*** Data for processing ***
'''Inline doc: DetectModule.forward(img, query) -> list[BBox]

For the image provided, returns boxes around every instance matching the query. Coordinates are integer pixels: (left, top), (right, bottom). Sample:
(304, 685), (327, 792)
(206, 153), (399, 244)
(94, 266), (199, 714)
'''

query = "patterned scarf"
*** End of Data for processing ***
How to complete this task.
Write out, word for word, the line that contains "(304, 685), (327, 792)" and every line after it through the last line of the listing.

Answer area.
(304, 685), (327, 792)
(206, 153), (399, 244)
(94, 266), (199, 714)
'''

query = "patterned scarf"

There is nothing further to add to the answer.